Recorded data Block Start

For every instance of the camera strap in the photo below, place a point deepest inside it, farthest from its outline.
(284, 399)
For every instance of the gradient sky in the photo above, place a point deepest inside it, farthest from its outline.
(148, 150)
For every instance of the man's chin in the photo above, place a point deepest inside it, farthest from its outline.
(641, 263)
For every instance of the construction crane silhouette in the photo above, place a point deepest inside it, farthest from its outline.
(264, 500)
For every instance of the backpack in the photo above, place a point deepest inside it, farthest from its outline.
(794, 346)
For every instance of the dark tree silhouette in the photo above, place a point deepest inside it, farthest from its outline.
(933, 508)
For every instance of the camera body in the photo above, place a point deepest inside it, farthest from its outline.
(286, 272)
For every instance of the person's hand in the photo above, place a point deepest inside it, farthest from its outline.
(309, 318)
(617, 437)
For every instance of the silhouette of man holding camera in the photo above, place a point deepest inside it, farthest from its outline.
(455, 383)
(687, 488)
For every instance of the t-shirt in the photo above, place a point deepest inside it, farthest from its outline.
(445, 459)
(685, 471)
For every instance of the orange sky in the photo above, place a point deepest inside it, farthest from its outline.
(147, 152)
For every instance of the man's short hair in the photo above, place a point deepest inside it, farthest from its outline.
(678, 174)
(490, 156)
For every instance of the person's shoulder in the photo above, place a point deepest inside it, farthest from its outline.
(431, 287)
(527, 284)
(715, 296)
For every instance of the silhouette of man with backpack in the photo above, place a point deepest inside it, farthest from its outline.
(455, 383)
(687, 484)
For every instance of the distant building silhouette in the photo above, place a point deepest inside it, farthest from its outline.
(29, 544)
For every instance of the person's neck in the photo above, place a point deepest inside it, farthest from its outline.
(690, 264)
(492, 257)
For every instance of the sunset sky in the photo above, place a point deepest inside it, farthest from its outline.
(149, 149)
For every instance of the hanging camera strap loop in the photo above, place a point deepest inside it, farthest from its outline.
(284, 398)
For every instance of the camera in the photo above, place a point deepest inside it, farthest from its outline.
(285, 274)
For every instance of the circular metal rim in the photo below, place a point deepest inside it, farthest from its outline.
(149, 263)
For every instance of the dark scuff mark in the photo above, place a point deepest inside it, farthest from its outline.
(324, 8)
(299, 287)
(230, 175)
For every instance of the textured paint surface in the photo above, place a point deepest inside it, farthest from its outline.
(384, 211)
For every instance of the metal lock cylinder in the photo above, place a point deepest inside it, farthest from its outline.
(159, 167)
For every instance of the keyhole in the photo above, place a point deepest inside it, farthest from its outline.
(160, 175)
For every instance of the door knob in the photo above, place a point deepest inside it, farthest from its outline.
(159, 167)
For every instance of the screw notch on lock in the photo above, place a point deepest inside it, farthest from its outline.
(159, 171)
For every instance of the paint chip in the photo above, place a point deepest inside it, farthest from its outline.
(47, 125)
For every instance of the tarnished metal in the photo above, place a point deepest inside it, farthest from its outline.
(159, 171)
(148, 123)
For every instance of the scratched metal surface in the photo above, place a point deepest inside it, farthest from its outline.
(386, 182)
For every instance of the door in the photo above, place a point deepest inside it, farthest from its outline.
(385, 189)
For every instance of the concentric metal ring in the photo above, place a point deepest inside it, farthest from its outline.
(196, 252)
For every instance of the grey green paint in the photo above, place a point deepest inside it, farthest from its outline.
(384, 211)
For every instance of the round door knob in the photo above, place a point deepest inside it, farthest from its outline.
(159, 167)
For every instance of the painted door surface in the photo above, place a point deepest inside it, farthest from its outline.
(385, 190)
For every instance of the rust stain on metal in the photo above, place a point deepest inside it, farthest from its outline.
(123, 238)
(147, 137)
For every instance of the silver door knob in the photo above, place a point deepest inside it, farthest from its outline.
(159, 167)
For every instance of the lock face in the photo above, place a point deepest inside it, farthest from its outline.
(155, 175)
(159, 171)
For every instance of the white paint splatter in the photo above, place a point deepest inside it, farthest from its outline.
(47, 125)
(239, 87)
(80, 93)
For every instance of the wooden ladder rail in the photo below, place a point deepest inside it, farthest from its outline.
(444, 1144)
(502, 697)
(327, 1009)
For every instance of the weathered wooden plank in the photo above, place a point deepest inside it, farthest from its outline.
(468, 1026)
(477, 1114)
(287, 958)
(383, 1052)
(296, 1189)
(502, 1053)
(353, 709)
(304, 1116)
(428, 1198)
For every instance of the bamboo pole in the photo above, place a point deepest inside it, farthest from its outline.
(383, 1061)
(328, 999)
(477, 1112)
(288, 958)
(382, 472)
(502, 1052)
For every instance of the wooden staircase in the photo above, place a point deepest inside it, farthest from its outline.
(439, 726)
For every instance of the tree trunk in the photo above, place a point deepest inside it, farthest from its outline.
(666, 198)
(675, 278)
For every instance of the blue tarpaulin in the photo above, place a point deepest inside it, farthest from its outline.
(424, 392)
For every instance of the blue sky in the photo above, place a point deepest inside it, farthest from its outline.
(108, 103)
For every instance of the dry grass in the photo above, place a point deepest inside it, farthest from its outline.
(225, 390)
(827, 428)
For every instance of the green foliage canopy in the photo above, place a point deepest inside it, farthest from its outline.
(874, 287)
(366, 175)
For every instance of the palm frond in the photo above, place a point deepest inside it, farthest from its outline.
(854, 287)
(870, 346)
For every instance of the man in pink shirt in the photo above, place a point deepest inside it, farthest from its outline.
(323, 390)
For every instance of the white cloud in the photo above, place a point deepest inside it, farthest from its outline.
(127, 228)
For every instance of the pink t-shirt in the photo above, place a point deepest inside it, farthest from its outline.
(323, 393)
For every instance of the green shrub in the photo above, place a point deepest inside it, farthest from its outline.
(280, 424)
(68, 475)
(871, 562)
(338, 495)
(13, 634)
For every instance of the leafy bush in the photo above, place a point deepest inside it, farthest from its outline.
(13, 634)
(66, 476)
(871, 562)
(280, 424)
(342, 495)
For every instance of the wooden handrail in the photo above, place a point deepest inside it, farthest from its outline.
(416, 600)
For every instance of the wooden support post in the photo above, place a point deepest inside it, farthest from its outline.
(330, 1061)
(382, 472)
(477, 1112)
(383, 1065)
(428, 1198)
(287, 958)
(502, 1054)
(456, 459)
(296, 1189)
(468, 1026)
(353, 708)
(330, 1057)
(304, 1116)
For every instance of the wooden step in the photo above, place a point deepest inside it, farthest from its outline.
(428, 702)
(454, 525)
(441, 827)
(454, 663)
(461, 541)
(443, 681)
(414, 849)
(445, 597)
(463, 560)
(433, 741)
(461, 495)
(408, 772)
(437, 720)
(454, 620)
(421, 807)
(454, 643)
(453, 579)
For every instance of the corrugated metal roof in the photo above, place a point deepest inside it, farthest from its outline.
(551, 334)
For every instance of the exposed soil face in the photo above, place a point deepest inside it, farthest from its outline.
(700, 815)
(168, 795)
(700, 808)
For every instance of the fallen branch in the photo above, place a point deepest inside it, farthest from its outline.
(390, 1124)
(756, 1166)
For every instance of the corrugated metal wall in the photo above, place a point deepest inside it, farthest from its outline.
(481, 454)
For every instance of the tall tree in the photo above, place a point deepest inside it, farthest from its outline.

Recorded data Block End

**What is expected**
Retype the entries in full. Keep every line identical.

**Output**
For every instance of the camera strap in the photo below, place a point deepest inside it, farthest from its outline.
(284, 399)
For every instance of the gradient sky in the photo above, place a point deepest inside it, farthest from its outline.
(148, 150)
For every instance of the man's chin in the photo above, place a point deepest inside it, farthest from its outline.
(641, 263)
For every instance of the construction crane silhouette in the photo above, place a point deepest inside it, farthest from its outline.
(264, 500)
For every instance of the backpack in the photo above, place a point deepest inside it, farthest from its outline.
(794, 346)
For every instance of the dark tree silhouette in the photo above, place a point deepest inside it, farthest from its outline.
(933, 508)
For every instance of the camera body in the photo above, place a point deepest inside it, farthest from its outline.
(286, 272)
For every instance of the person's hand in the photo above, place a point deepest inside it, farthest from its outline.
(309, 318)
(617, 437)
For every instance of the silhouette of man holding camera in the photo above, place a point deepest inside it, farthest from its outline.
(455, 383)
(687, 488)
For every instance of the t-shirt in the photo above, place a point deepest inside it, farthest from its outline.
(445, 459)
(685, 471)
For every instance of the orange sky in the photo above, place a point deepest inside it, farthest from its outline.
(147, 152)
For every instance of the man's short hair in the photo above, place a point deepest inside it, farthest from its outline.
(678, 174)
(490, 156)
For every instance of the person's shoulder in the photo above, place a point deepest inside it, farthest from its outline.
(431, 287)
(527, 284)
(715, 296)
For every instance of the silhouette of man with backpack in the photo above, place a point deepest inside it, farthest from its outline.
(455, 383)
(687, 484)
For every instance of the distant building silhouette in the photo above, place a point deepest inside it, farthest from its outline.
(29, 544)
For every instance of the person's neck in the photo above, place a point deepest inside it, farthest from its outline.
(690, 264)
(492, 257)
For every instance of the sunset sky in the photo above, place a point deepest inside it, farthest from its outline.
(149, 149)
For every instance of the hanging camera strap loop in the photo above, place a point deepest inside it, farthest from its outline.
(284, 398)
For every instance of the camera in the photo above, place a point deepest inside it, farthest from its outline.
(285, 274)
For every instance of the circular metal rim in the photo below, place a point deepest inside it, farthest from its outline.
(149, 263)
For every instance of the dark scuff mark in the photo above, place a point deepest inside it, farthest from its outline.
(324, 8)
(299, 287)
(230, 175)
For every instance of the textured paint surface in the photo above, place a point deepest inside it, farthest from its outline.
(384, 211)
For every instance of the metal lock cylinder in the photo above, place a point deepest inside it, farthest from its outline.
(159, 167)
For every instance of the keyhole in the photo above, place a point deepest inside it, farthest from its outline.
(160, 175)
For every instance of the door knob in the photo above, place a point deepest inside it, farthest from its outline.
(159, 167)
For every instance of the screw notch on lock in the photo above, place a point deepest inside it, farthest from its outline.
(159, 171)
For every instance of the paint chip in the photo above, place a point deepest inside it, farthest from its outline.
(47, 125)
For every instance of the tarnished metal in the photo above, place a point deepest inside it, farthest from its outline.
(159, 171)
(148, 123)
For every instance of the scratched metal surface in the photo above, place a point deepest inside it, farthest from its outline.
(386, 182)
For every instance of the door in the photo above, place a point deepest inside it, farthest from its outline.
(385, 189)
For every instance of the concentric metal ring in the photo above, place a point deepest inside it, farthest from its outline.
(196, 252)
For every instance of the grey green paint in the photo above, place a point deepest inside it, farthest from its outline.
(384, 211)
For every instance of the round door knob in the photo above, place a point deepest inside it, farthest from its outline.
(159, 167)
For every instance of the painted door surface in the photo above, place a point deepest inside it, farthest from its outline.
(385, 190)
For every instance of the rust stain on metal in the photo above, place a point deepest inside it, farthest from its outline.
(123, 238)
(147, 137)
For every instance of the silver door knob in the photo above, place a point deepest inside it, farthest from its outline.
(159, 167)
For every instance of the lock face in the photo above, place a point deepest inside it, farthest from its outline.
(155, 175)
(159, 171)
For every instance of the white paint splatter in the photo above, place a point deepest inside it, farthest from its outline.
(47, 125)
(239, 87)
(80, 93)
For every instance of the wooden ladder rail in the photo below, place a point deepest inside it, farthest from its outline.
(444, 1144)
(502, 697)
(327, 1009)
For every instance of the weathered wooden plank in the photo above, place a point deepest inside it, farthest from its outline.
(468, 1026)
(477, 1114)
(287, 958)
(383, 1052)
(296, 1189)
(502, 1053)
(353, 709)
(304, 1116)
(428, 1198)
For every instance of the bamboo pole in the photo above, place a point deepest inside it, farthest from its outline.
(383, 1061)
(328, 999)
(477, 1112)
(288, 958)
(382, 472)
(502, 1052)
For every instance of the wooden staircase in the photo above, place a point deepest inside it, farthest from its outline.
(439, 726)
For every instance of the tree trunk in the photo above, place a point deepest inside it, farthest from its outline.
(666, 198)
(675, 278)
For every instance of the blue tarpaulin in the photo above, place a point deepest inside it, farthest from its outline.
(424, 392)
For every instance of the blue sky in the photo above, place a point deepest inside it, farthest from its outline.
(108, 103)
For every instance of the dry grass in the photo above, place a point deepest inside it, farthest from its outline.
(225, 390)
(827, 428)
For every instance of the green foliage canopy in the photo above, place a point deepest inside it, farthest from its outline.
(874, 287)
(366, 175)
For every instance of the palm frond in the photo above, place a point deepest inside it, farthest from its outline.
(854, 287)
(870, 346)
For every instance of the man in pink shirt in the photo above, place a point deepest inside it, farthest from its outline.
(323, 390)
For every instance of the white cloud in the photo above, place a point deepest inside it, farthest from its outline.
(127, 228)
For every instance of the pink t-shirt in the photo above, place a point deepest inside it, farthest from its outline.
(323, 393)
For every instance of the green shrub in the photo above, place a point deepest inside it, farthest from its outline.
(280, 424)
(68, 475)
(871, 562)
(338, 495)
(13, 634)
For every instance of the leafy bush in the photo above, place a point deepest inside it, farthest from its outline.
(13, 634)
(66, 476)
(871, 562)
(280, 424)
(342, 495)
For every instance of the wooden handrail in the photo above, place a point deepest inside it, farthest from its outline.
(416, 600)
For every instance of the wooden support post in the photo above, place a point deepest inside it, farthest from its outline.
(330, 1061)
(382, 472)
(477, 1112)
(383, 1065)
(428, 1198)
(287, 958)
(502, 1054)
(456, 459)
(296, 1189)
(468, 1026)
(353, 708)
(330, 1057)
(304, 1116)
For every instance of the wooden step in the photo above, place a point deepest inside it, farthest from its outline.
(428, 702)
(454, 525)
(441, 827)
(454, 663)
(461, 541)
(443, 681)
(414, 849)
(445, 597)
(463, 560)
(433, 741)
(461, 495)
(408, 772)
(437, 720)
(454, 620)
(421, 807)
(454, 643)
(453, 579)
For every instance of the corrugated metal roof in the photo above, place a point deepest inside it, farthest from its outline.
(551, 334)
For every instance of the exposed soil face in the photo above, place a point deepest inside it, farthest from its outline.
(700, 815)
(168, 795)
(700, 808)
For every instance of the fallen branch in the photo above, place a point deepest inside it, farthest from its outline.
(390, 1124)
(756, 1166)
For every instance of the corrugated metal wall in the photo above, place a point deepest inside it, farthest from its outline.
(481, 454)
For every instance of the tall tree in the photo above, place a point deepest inside it, farthest from its outline.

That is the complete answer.